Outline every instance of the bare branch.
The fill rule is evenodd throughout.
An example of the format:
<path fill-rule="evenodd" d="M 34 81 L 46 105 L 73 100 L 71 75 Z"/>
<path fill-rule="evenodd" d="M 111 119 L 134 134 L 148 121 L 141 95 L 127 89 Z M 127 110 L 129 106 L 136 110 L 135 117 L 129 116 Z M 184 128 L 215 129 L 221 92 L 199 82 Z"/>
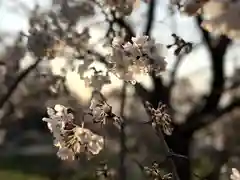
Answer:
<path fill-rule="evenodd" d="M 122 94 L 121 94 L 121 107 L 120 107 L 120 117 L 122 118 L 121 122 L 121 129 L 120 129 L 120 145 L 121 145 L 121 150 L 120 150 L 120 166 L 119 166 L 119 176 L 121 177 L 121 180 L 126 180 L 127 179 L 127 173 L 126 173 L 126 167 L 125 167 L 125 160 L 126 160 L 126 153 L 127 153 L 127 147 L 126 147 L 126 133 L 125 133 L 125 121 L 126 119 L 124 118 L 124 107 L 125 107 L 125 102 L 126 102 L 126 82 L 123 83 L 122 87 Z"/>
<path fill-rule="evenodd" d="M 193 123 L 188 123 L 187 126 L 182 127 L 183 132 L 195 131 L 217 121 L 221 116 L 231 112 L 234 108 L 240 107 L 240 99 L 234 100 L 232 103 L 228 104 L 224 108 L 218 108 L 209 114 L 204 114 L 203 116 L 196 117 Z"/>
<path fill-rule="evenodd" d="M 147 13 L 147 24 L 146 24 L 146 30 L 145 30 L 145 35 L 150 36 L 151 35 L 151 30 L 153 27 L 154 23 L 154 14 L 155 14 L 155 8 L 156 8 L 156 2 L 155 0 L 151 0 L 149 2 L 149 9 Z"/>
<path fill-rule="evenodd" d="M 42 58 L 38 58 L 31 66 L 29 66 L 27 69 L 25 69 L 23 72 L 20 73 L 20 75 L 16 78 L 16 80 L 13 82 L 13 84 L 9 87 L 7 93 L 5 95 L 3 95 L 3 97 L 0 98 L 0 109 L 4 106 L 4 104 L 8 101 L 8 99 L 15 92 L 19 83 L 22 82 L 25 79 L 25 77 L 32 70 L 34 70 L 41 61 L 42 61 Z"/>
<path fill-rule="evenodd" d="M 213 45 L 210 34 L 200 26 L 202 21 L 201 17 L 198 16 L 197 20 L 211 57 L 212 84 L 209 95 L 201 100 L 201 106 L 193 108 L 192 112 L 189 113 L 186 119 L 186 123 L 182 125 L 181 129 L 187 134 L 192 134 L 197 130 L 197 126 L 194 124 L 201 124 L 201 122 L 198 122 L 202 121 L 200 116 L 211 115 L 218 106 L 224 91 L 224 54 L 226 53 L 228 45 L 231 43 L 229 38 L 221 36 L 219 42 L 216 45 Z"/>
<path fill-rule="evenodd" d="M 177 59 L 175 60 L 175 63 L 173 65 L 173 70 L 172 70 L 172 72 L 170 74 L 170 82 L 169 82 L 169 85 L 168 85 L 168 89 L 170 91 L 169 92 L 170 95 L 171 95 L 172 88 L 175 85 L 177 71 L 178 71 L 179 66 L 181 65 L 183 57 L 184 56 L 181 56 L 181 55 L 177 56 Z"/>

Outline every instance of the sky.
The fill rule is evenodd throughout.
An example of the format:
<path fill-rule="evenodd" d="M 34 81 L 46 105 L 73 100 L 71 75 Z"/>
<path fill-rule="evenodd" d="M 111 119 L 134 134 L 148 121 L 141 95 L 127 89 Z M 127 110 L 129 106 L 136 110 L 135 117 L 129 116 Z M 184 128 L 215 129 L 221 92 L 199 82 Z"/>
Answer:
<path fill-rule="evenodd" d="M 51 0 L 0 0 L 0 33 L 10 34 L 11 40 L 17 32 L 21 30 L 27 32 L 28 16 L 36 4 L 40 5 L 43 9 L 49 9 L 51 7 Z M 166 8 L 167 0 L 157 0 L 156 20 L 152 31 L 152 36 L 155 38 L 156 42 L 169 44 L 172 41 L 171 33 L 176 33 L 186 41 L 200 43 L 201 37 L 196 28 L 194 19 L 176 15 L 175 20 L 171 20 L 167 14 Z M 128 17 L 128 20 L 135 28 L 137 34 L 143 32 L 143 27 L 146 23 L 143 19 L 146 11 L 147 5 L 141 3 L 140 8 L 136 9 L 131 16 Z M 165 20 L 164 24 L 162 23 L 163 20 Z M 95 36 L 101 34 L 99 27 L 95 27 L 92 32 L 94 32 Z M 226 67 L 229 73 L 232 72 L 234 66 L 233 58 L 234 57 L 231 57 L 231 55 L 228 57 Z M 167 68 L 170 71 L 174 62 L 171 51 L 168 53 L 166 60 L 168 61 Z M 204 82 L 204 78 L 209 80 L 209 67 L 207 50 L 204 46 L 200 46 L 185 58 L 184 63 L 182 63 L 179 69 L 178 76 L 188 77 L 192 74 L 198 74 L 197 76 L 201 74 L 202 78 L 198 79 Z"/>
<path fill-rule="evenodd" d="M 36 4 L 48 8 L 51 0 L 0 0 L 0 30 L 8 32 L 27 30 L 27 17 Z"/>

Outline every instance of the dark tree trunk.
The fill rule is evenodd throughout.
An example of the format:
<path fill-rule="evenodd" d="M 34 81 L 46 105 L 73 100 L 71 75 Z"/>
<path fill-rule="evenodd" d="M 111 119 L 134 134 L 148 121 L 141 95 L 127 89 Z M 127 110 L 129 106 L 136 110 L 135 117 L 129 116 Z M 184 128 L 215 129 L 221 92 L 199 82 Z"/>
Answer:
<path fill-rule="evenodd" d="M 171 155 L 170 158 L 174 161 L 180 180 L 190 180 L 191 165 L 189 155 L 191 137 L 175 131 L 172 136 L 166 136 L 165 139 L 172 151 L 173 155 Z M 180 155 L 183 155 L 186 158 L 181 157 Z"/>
+ + + +
▸ **Exercise brief**
Repeat the material above exactly; pictures do not belong in the copy.

▸ **Task answer**
Outline every instance of the bare branch.
The fill rule is evenodd throughout.
An example of the format:
<path fill-rule="evenodd" d="M 34 81 L 46 105 L 73 100 L 71 75 Z"/>
<path fill-rule="evenodd" d="M 111 119 L 134 134 L 148 121 L 141 95 L 127 89 Z M 127 110 L 129 106 L 136 110 L 135 117 L 129 116 Z M 184 128 L 215 129 L 221 92 L 199 82 Z"/>
Answer:
<path fill-rule="evenodd" d="M 122 94 L 121 94 L 121 107 L 120 107 L 120 117 L 122 118 L 121 122 L 121 129 L 120 129 L 120 145 L 121 145 L 121 150 L 120 150 L 120 166 L 119 166 L 119 176 L 121 177 L 121 180 L 126 180 L 127 179 L 127 173 L 126 173 L 126 167 L 125 167 L 125 160 L 126 160 L 126 153 L 127 153 L 127 147 L 126 147 L 126 133 L 125 133 L 125 121 L 126 119 L 124 118 L 124 107 L 125 107 L 125 102 L 126 102 L 126 82 L 123 83 L 122 87 Z"/>
<path fill-rule="evenodd" d="M 193 123 L 188 123 L 187 126 L 182 127 L 183 132 L 195 131 L 217 121 L 221 116 L 231 112 L 234 108 L 240 107 L 240 99 L 234 100 L 232 103 L 228 104 L 224 108 L 218 108 L 209 114 L 204 114 L 203 116 L 196 117 Z"/>
<path fill-rule="evenodd" d="M 147 13 L 147 24 L 146 24 L 146 30 L 145 30 L 145 35 L 150 36 L 151 35 L 151 30 L 153 27 L 154 23 L 154 14 L 155 14 L 155 8 L 156 8 L 156 2 L 155 0 L 151 0 L 149 2 L 149 9 Z"/>
<path fill-rule="evenodd" d="M 42 58 L 38 58 L 31 66 L 29 66 L 27 69 L 25 69 L 23 72 L 20 73 L 20 75 L 16 78 L 16 80 L 13 82 L 13 84 L 9 87 L 7 93 L 5 95 L 3 95 L 3 97 L 0 98 L 0 109 L 4 106 L 4 104 L 8 101 L 8 99 L 15 92 L 19 83 L 22 82 L 25 79 L 25 77 L 32 70 L 34 70 L 41 61 L 42 61 Z"/>
<path fill-rule="evenodd" d="M 213 45 L 210 34 L 200 26 L 202 21 L 201 17 L 198 16 L 197 20 L 211 57 L 212 84 L 209 95 L 201 100 L 201 106 L 193 108 L 192 112 L 189 113 L 186 119 L 186 123 L 182 125 L 181 129 L 187 134 L 192 134 L 197 130 L 197 126 L 194 124 L 201 124 L 201 122 L 198 122 L 202 121 L 200 116 L 211 115 L 218 106 L 224 91 L 224 54 L 226 53 L 228 45 L 231 43 L 229 38 L 221 36 L 219 42 L 216 45 Z"/>
<path fill-rule="evenodd" d="M 177 59 L 175 60 L 175 63 L 173 65 L 173 70 L 172 70 L 172 72 L 170 74 L 170 82 L 169 82 L 169 85 L 168 85 L 168 89 L 170 91 L 169 92 L 170 95 L 171 95 L 172 88 L 175 85 L 177 71 L 178 71 L 179 66 L 181 65 L 183 57 L 184 56 L 181 56 L 181 55 L 177 56 Z"/>

Outline every instance of the sky.
The fill rule is evenodd throughout.
An example of the format:
<path fill-rule="evenodd" d="M 34 81 L 46 105 L 73 100 L 71 75 Z"/>
<path fill-rule="evenodd" d="M 111 119 L 134 134 L 148 121 L 141 95 L 127 89 Z M 127 110 L 129 106 L 136 110 L 135 117 L 129 116 Z M 184 128 L 215 129 L 221 92 L 199 82 Z"/>
Answer:
<path fill-rule="evenodd" d="M 51 0 L 0 0 L 0 33 L 10 34 L 11 40 L 17 32 L 21 30 L 27 32 L 28 16 L 36 4 L 40 5 L 43 9 L 49 9 L 51 7 Z M 166 8 L 167 0 L 157 0 L 156 20 L 152 31 L 152 36 L 155 38 L 156 42 L 169 44 L 172 41 L 171 33 L 176 33 L 186 41 L 200 43 L 201 37 L 196 28 L 194 19 L 176 15 L 175 20 L 171 20 L 167 14 Z M 128 17 L 128 20 L 135 28 L 137 34 L 143 32 L 143 27 L 146 23 L 143 19 L 146 11 L 147 5 L 141 3 L 140 8 L 136 9 L 131 16 Z M 165 20 L 164 24 L 162 23 L 163 20 Z M 95 36 L 101 34 L 99 27 L 95 27 L 92 32 L 94 32 Z M 226 67 L 229 73 L 232 72 L 234 66 L 233 58 L 234 57 L 231 57 L 231 55 L 228 57 Z M 167 68 L 170 71 L 174 62 L 171 51 L 168 53 L 166 60 L 168 61 Z M 204 82 L 204 78 L 209 80 L 209 67 L 207 50 L 204 46 L 200 46 L 185 58 L 184 63 L 182 63 L 179 69 L 178 76 L 188 77 L 192 74 L 198 74 L 197 76 L 201 74 L 202 78 L 198 79 Z"/>
<path fill-rule="evenodd" d="M 36 4 L 48 8 L 51 0 L 0 0 L 0 30 L 8 32 L 27 30 L 27 17 Z"/>

Outline every instance of the dark tree trunk.
The fill rule is evenodd throughout.
An example of the format:
<path fill-rule="evenodd" d="M 34 81 L 46 105 L 73 100 L 71 75 Z"/>
<path fill-rule="evenodd" d="M 111 119 L 134 134 L 148 121 L 141 95 L 127 89 Z M 127 110 L 129 106 L 136 110 L 135 117 L 129 116 Z M 184 128 L 215 129 L 221 92 L 199 82 Z"/>
Answer:
<path fill-rule="evenodd" d="M 171 155 L 170 158 L 174 161 L 180 180 L 190 180 L 191 165 L 189 155 L 191 137 L 175 131 L 172 136 L 166 136 L 165 139 L 172 151 L 173 155 Z M 180 155 L 183 155 L 186 158 L 181 157 Z"/>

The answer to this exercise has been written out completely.